### Tus tareas
1. Responde estas preguntas según el texto sobre el guion radiofónico:
(a) ¿Qué se utiliza para resolver las necesidades que plantea el guion radiofónico?
(b) ¿Para qué les sirve a los locutores la parte del libreto escrita en forma aforística?
(c) ¿Qué tres elementos forman la estructura de cada oración?
2. Prosigue el texto sobre el guion radiofónico a partir de su última oración.

### Texto fuente

┄┄┄┄┄┄┄┄┄┄┄┄┄┄┄┄┄┄┄┄

Todas las premisas citadas generan en el guión radiofónico un compendio de necesidades que el guionista debe resolver a su manera. En mi caso, esa solución viene dada por el uso de distintos registros de escritura. En primer lugar, utilizo una forma aforística en esa parte del libreto que les sirve a los locutores para improvisar a partir de unas sentencias muy simples que, en orden y conjunto, van desarrollando un tema hasta agotarlo. Cada una de esas oraciones están construidas desde la simpleza elemental de la estructura compuesta por el sujeto, el verbo y el predicado. Con todo y su brevedad esta estructura es capaz de contener en sí una idea completa en todo su esplendor.

┄┄┄┄┄┄┄┄┄┄┄┄┄┄┄┄┄┄┄┄

### Datos proporcionados
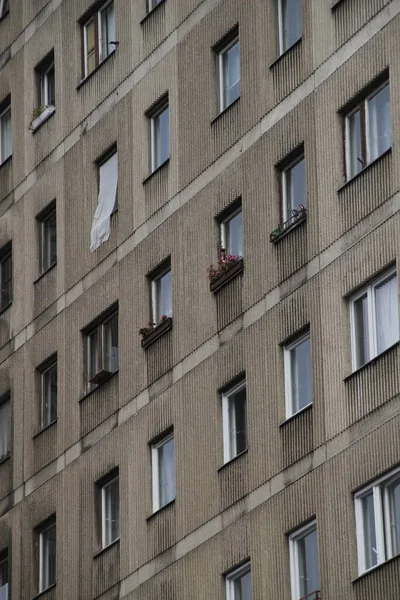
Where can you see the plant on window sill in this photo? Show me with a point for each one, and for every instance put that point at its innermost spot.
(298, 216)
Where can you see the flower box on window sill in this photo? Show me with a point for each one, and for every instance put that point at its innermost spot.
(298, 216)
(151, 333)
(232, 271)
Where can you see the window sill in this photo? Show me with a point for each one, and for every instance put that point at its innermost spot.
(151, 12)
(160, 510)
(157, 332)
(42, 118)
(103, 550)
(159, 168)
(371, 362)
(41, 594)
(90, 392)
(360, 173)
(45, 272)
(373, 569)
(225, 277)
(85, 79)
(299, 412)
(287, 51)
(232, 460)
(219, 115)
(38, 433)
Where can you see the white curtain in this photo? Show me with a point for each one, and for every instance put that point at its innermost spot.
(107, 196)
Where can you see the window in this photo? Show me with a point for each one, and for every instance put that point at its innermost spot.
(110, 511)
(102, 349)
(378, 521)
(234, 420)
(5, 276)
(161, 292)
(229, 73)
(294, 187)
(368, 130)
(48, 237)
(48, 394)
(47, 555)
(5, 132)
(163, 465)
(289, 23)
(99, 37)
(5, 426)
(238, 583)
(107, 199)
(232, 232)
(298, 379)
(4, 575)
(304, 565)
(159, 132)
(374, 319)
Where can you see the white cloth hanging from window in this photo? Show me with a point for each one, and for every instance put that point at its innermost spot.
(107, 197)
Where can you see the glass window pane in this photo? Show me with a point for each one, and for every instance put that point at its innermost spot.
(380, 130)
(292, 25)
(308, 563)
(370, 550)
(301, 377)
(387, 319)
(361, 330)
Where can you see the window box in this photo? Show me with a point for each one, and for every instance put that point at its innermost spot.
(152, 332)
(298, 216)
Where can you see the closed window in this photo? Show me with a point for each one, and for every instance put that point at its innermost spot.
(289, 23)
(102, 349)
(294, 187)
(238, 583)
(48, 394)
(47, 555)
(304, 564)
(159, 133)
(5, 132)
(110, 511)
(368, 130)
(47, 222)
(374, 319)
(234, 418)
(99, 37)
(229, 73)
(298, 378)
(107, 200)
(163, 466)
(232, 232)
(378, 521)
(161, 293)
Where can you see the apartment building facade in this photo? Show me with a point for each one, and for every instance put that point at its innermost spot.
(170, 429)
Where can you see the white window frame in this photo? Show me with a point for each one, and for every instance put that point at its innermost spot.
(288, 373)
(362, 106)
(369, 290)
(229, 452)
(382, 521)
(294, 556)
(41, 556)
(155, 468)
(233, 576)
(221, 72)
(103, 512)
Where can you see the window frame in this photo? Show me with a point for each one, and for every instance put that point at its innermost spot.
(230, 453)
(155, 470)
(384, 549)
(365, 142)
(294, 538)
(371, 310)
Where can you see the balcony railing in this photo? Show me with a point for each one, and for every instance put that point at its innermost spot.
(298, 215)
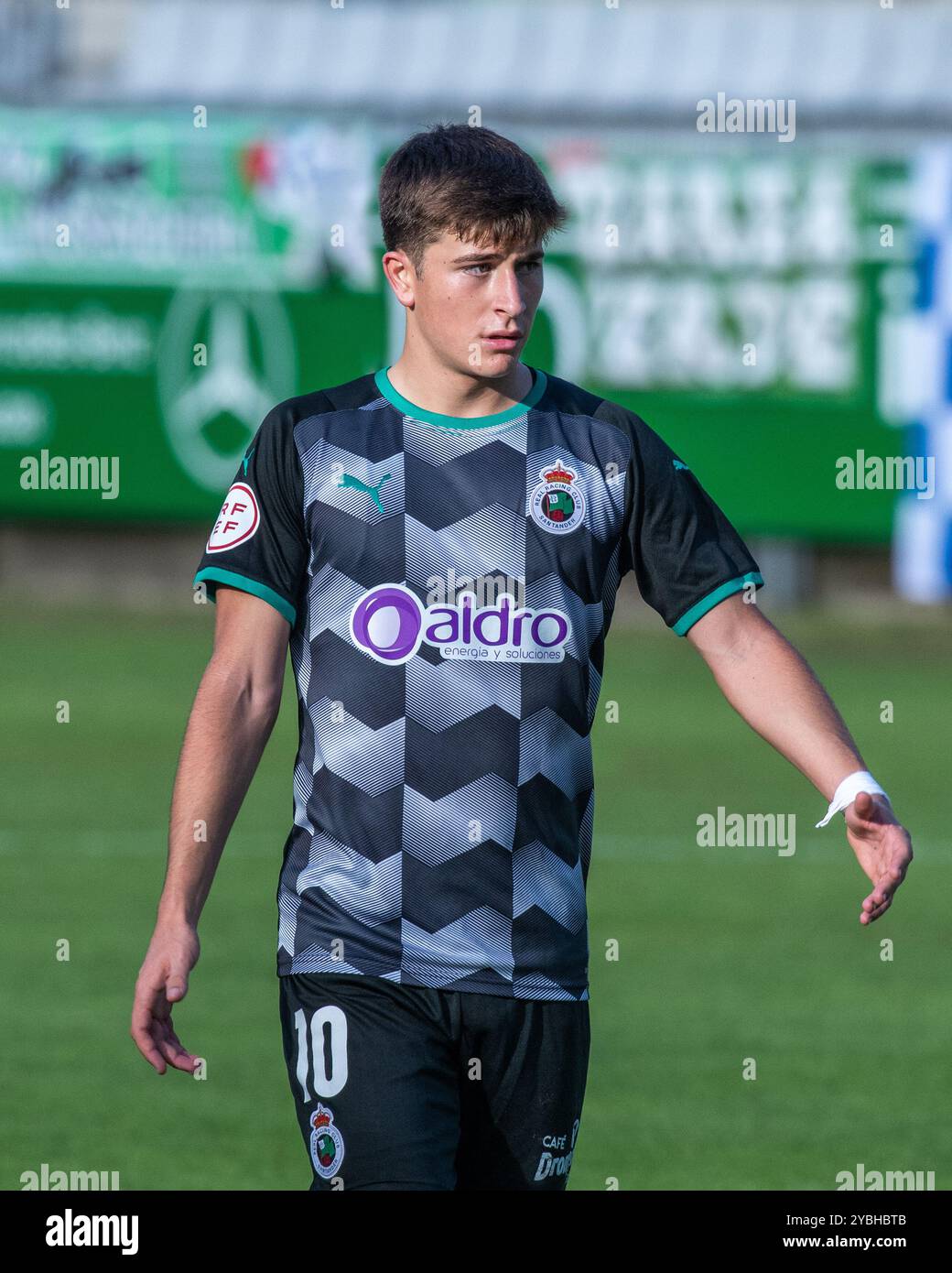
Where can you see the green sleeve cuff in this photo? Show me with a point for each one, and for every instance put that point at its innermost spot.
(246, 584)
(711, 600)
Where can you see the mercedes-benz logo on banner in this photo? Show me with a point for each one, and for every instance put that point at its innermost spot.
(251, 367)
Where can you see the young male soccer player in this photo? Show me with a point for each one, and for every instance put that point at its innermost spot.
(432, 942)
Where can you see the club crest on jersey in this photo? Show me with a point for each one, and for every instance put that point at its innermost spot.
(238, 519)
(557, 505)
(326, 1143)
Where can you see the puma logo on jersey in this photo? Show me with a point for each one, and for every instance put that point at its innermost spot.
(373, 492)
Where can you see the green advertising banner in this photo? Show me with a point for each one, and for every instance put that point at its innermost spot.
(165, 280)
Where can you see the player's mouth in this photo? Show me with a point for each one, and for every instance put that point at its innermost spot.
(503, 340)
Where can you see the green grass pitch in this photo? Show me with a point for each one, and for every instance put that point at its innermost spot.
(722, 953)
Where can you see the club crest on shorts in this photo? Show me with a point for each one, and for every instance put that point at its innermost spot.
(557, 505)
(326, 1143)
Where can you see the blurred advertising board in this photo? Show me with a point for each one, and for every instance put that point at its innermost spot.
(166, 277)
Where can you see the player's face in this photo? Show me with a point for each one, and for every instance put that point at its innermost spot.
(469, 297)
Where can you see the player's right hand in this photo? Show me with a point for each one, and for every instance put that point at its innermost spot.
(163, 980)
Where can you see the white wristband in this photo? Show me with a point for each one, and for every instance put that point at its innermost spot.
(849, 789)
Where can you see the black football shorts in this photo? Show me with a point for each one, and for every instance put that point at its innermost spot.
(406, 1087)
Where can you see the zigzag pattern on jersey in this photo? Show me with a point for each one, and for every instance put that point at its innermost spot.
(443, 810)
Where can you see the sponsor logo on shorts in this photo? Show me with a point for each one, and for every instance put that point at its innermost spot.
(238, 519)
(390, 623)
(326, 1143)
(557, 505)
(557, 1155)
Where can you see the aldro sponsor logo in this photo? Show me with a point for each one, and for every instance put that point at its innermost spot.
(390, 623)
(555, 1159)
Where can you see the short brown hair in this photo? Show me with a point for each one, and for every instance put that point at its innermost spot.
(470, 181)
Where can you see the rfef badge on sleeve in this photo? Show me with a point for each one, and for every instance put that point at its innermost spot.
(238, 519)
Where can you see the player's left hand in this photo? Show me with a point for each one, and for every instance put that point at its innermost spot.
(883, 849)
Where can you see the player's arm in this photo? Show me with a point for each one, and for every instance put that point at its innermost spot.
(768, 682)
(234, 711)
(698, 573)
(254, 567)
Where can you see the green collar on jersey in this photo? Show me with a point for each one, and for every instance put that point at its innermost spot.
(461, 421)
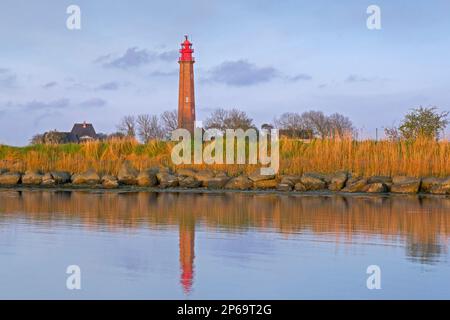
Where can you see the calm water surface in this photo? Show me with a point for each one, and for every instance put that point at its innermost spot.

┄┄┄┄┄┄┄┄┄┄┄┄┄┄┄┄┄┄┄┄

### Respuestas por tarea
1.
(a) El uso de distintos registros de escritura.
(b) Para improvisar a partir de unas sentencias muy simples que, en orden y conjunto, van desarrollando un tema hasta agotarlo.
(c) El sujeto, el verbo y el predicado.

2.
El otro tipo de registro que utilizo en un guión es el del diálogo clásico explotado por Platón, Luciano de Samósata, Cervantes y otros veneradísimos escritores. Desde aquí la idea es contar (con pocos y muy parcos artificios en el audio) una o varias historias alternando las voces de los locutores en la lectura fiel, y en voz alta, de un texto flexible que no responda siempre a ese carácter activo-reactivo que tiene todo diálogo tradicional.

El tercer registro de escritura utilizado en los libretos de Macho y No Mucho es el más complejo y el que más satisfacciones trae, si se interpreta bien. Ese registro es el de los teatros radiales polifónicos llenos de personajes, acotaciones para el operador y para los locutores, cortinas musicales y efectos sonoros que alimentan el aire con un audio repleto de detalles que pretenden generar en el espectador un efecto de verosimilitud. Lo interesante es que ese efecto siempre luce encantadoramente acartonado, y de aprender a manejar ese acartonamiento depende en gran medida el éxito de este tipo de “montajes” en los que, aparte de los personajes con su estilo directo y dialógico, hay un narrador contando los hechos como si los estuviera viviendo en el instante de la transmisión.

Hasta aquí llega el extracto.